Copy out the listing exactly.

Start of Material provided

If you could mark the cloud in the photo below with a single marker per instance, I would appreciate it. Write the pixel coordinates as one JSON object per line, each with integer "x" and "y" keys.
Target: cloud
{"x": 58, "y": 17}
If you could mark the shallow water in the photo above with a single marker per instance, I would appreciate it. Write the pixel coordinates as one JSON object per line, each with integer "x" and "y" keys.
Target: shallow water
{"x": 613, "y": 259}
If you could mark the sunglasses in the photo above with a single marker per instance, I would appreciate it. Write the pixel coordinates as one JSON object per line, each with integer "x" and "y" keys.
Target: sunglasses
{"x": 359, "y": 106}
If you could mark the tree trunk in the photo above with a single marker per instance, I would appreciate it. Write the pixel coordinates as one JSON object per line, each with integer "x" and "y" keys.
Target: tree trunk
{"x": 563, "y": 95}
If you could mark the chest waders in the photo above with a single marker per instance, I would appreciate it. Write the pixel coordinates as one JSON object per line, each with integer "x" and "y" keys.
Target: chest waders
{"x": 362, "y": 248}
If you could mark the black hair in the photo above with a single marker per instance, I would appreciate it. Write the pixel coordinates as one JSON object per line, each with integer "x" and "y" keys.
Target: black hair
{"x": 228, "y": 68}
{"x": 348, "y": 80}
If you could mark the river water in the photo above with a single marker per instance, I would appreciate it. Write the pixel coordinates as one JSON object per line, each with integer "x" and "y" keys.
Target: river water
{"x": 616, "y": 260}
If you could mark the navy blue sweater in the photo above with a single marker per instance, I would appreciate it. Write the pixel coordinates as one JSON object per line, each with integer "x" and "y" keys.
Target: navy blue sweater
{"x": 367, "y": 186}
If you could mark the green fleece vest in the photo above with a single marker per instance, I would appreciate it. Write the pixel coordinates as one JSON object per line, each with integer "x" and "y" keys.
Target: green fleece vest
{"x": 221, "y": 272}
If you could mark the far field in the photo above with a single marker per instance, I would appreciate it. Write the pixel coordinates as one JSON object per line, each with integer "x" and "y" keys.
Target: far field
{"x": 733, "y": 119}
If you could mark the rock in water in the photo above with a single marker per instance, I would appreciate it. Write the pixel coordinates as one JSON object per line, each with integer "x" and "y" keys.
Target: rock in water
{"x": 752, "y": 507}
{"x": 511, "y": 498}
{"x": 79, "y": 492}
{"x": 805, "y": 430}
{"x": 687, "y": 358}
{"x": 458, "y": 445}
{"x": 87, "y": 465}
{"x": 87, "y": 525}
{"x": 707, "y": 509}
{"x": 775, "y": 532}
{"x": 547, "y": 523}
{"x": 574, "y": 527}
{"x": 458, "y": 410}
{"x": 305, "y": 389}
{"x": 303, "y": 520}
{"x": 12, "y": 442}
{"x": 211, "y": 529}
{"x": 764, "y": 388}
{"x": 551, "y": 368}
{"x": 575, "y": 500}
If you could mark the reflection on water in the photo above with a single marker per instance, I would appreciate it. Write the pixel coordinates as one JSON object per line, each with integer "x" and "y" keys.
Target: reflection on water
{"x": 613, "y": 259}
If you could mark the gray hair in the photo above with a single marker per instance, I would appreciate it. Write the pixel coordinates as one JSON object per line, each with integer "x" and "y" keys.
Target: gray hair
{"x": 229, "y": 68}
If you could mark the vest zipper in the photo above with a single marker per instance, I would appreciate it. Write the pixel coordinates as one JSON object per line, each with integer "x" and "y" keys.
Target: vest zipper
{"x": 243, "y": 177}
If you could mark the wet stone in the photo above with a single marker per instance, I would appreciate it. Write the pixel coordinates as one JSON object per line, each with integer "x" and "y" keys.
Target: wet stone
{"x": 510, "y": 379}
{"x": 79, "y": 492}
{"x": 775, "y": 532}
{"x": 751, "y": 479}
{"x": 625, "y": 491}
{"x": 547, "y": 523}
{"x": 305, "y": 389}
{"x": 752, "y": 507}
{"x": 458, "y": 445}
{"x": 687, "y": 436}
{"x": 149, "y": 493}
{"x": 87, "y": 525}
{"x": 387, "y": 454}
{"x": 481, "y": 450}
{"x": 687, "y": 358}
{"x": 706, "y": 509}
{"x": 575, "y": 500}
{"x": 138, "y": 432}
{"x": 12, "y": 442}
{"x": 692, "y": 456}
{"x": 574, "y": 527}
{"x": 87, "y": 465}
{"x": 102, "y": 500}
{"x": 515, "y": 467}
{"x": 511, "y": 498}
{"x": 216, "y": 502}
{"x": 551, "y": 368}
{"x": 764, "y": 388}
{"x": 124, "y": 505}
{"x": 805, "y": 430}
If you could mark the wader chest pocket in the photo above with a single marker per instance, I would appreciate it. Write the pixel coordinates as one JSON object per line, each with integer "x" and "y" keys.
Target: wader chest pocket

End of Material provided

## Written response:
If you could mark the cloud in the photo below with a single marker per instance, I would appreciate it. Write the pixel coordinates as one JSON object per line, each with integer "x" and "y" keys.
Target: cloud
{"x": 58, "y": 17}
If you could mark the shallow water in the photo above with a single marker per instance, I would appreciate it. Write the pixel coordinates as one JSON object per line, each with integer "x" and "y" keys.
Target: shallow water
{"x": 613, "y": 259}
If you could mark the sunglasses in the photo above with a single marker per instance, I would appreciate it. Write the pixel coordinates as one JSON object per line, each with integer "x" and "y" keys.
Target: sunglasses
{"x": 359, "y": 106}
If you could mark the tree trunk in the photo above with a single marker per instance, I would appreciate it. Write the pixel coordinates as one JSON object per line, each with integer "x" and "y" keys.
Target: tree trunk
{"x": 563, "y": 95}
If you could mark the chest waders in the photo above with a single marker per instance, I would appreciate it. Write the pixel coordinates as one JSON object per line, each with integer "x" and "y" keys.
Target: chest waders
{"x": 362, "y": 248}
If you could mark the black hair in the photo above with a single marker per instance, I would appreciate it. Write the pixel coordinates as one JSON object per line, each with integer "x" and "y" keys.
Target: black hair
{"x": 228, "y": 68}
{"x": 348, "y": 80}
If you could mark the river water in the photo above with a single marker per instance, I would appreciate it. Write the pixel coordinates as one JSON object per line, each with integer "x" and "y" keys.
Target: river water
{"x": 616, "y": 260}
If you could mark the navy blue sweater in the photo above with a single marker per instance, I would appreciate it. Write the pixel coordinates as one JSON object per line, each with integer "x" and "y" keys.
Target: navy blue sweater
{"x": 367, "y": 186}
If you could mark the green fleece vest in the photo above with a single marker per instance, I would appreciate it. Write the pixel coordinates as one JSON object per line, each with integer "x" and "y" keys.
Target: green fleece vest
{"x": 221, "y": 272}
If you could mark the far field in the photo above with a single marker per instance, I would appreciate it. Write the pixel coordinates as one JSON object per line, each with integer "x" and "y" keys.
Target: far field
{"x": 733, "y": 119}
If you could mark the rock in water in the photo above with a single marker per instance, I would appreciate it. Write the pixel coordinates as one JSON object per line, each with integer "x" and "y" keys.
Target: rock in water
{"x": 752, "y": 507}
{"x": 511, "y": 498}
{"x": 79, "y": 492}
{"x": 805, "y": 430}
{"x": 687, "y": 358}
{"x": 458, "y": 445}
{"x": 87, "y": 465}
{"x": 87, "y": 525}
{"x": 707, "y": 509}
{"x": 775, "y": 532}
{"x": 547, "y": 523}
{"x": 574, "y": 527}
{"x": 458, "y": 410}
{"x": 305, "y": 389}
{"x": 303, "y": 520}
{"x": 12, "y": 442}
{"x": 211, "y": 529}
{"x": 764, "y": 388}
{"x": 551, "y": 368}
{"x": 575, "y": 500}
If you could mark the reflection on water in the photo above with a single marker per instance, I would appreciate it. Write the pixel coordinates as one JSON object per line, each with integer "x" and "y" keys.
Target: reflection on water
{"x": 613, "y": 259}
If you could mark the gray hair in the photo above with a single marker per instance, I would appreciate it. Write the pixel coordinates as one JSON object per line, each with integer "x" and "y" keys.
Target: gray hair
{"x": 229, "y": 68}
If you could mark the vest zipper in the photo above with a single marker per instance, I would appreciate it. Write the pixel coordinates as one JSON object per line, each with integer "x" and "y" keys.
Target: vest zipper
{"x": 243, "y": 177}
If you could mark the wet stone in the photo above with a single marker per instance, I would appreciate it. Write the pixel coordinates as one JSON object per line, each with integer "x" and "y" keys.
Target: wet stone
{"x": 510, "y": 379}
{"x": 79, "y": 492}
{"x": 775, "y": 532}
{"x": 751, "y": 479}
{"x": 625, "y": 491}
{"x": 547, "y": 523}
{"x": 305, "y": 389}
{"x": 752, "y": 507}
{"x": 458, "y": 445}
{"x": 687, "y": 436}
{"x": 149, "y": 493}
{"x": 87, "y": 525}
{"x": 387, "y": 454}
{"x": 481, "y": 450}
{"x": 687, "y": 358}
{"x": 706, "y": 509}
{"x": 575, "y": 500}
{"x": 138, "y": 432}
{"x": 12, "y": 442}
{"x": 692, "y": 456}
{"x": 574, "y": 527}
{"x": 87, "y": 465}
{"x": 102, "y": 500}
{"x": 515, "y": 467}
{"x": 511, "y": 498}
{"x": 216, "y": 502}
{"x": 551, "y": 368}
{"x": 764, "y": 388}
{"x": 124, "y": 505}
{"x": 805, "y": 430}
If you could mark the wader chest pocket in the photo above with a single marker per instance, I would appreciate it. Write the pixel coordinates as one JSON object per line, each with integer "x" and "y" keys.
Target: wader chest pocket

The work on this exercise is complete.